Problem statement – Copy the lines below verbatim, but only from the line containing "Pin every instance of the green" through the end of the data.

Dataset rows –
★ ★ ★
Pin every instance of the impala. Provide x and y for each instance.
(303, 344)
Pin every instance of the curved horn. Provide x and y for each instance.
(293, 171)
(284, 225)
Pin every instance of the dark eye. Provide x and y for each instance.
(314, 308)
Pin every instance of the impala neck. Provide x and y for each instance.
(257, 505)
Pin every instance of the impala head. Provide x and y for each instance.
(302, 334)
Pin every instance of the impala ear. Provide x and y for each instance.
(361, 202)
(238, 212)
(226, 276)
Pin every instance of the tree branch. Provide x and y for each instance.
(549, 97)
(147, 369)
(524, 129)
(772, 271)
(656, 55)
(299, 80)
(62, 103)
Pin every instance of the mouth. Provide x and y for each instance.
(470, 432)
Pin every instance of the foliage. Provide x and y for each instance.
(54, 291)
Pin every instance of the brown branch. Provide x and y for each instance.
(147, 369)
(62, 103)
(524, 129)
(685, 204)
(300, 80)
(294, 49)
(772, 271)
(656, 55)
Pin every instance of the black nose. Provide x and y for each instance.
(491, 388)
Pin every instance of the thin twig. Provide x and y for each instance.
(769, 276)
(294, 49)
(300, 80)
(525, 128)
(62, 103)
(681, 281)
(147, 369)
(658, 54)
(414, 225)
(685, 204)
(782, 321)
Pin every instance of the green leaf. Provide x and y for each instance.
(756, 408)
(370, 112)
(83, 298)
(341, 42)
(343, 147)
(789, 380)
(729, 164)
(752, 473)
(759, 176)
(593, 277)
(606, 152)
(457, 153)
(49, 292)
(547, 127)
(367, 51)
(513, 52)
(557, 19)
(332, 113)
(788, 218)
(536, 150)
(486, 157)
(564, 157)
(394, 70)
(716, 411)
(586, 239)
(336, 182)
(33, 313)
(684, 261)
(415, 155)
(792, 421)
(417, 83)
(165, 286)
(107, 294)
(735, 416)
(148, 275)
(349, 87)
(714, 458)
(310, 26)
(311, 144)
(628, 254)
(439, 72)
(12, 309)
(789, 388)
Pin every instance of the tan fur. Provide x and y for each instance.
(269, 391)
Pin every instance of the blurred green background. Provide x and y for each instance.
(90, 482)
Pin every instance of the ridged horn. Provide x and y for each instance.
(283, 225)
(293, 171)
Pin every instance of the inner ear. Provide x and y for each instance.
★ ★ ★
Correct answer –
Pin every instance of the green leaf. Provide x and y for each instance.
(756, 408)
(370, 112)
(83, 298)
(341, 42)
(343, 147)
(789, 380)
(729, 164)
(752, 473)
(759, 176)
(593, 277)
(606, 152)
(457, 153)
(49, 292)
(547, 127)
(367, 51)
(513, 52)
(557, 19)
(332, 113)
(788, 218)
(536, 150)
(486, 157)
(564, 157)
(394, 70)
(716, 411)
(586, 239)
(336, 182)
(33, 313)
(684, 261)
(415, 155)
(792, 421)
(417, 83)
(165, 286)
(107, 294)
(735, 416)
(148, 275)
(349, 87)
(714, 458)
(310, 26)
(311, 144)
(628, 254)
(439, 72)
(12, 309)
(789, 388)
Pin every instance of the tan fur. Provide x and y for each instance.
(269, 391)
Pin every instance of the blurred green background. Provide x and y for each instance.
(90, 482)
Pin every instance of the ridged horn. Provide x and y for each instance.
(283, 225)
(293, 171)
Pin every instance of the inner ear. Provide x and y for each instance.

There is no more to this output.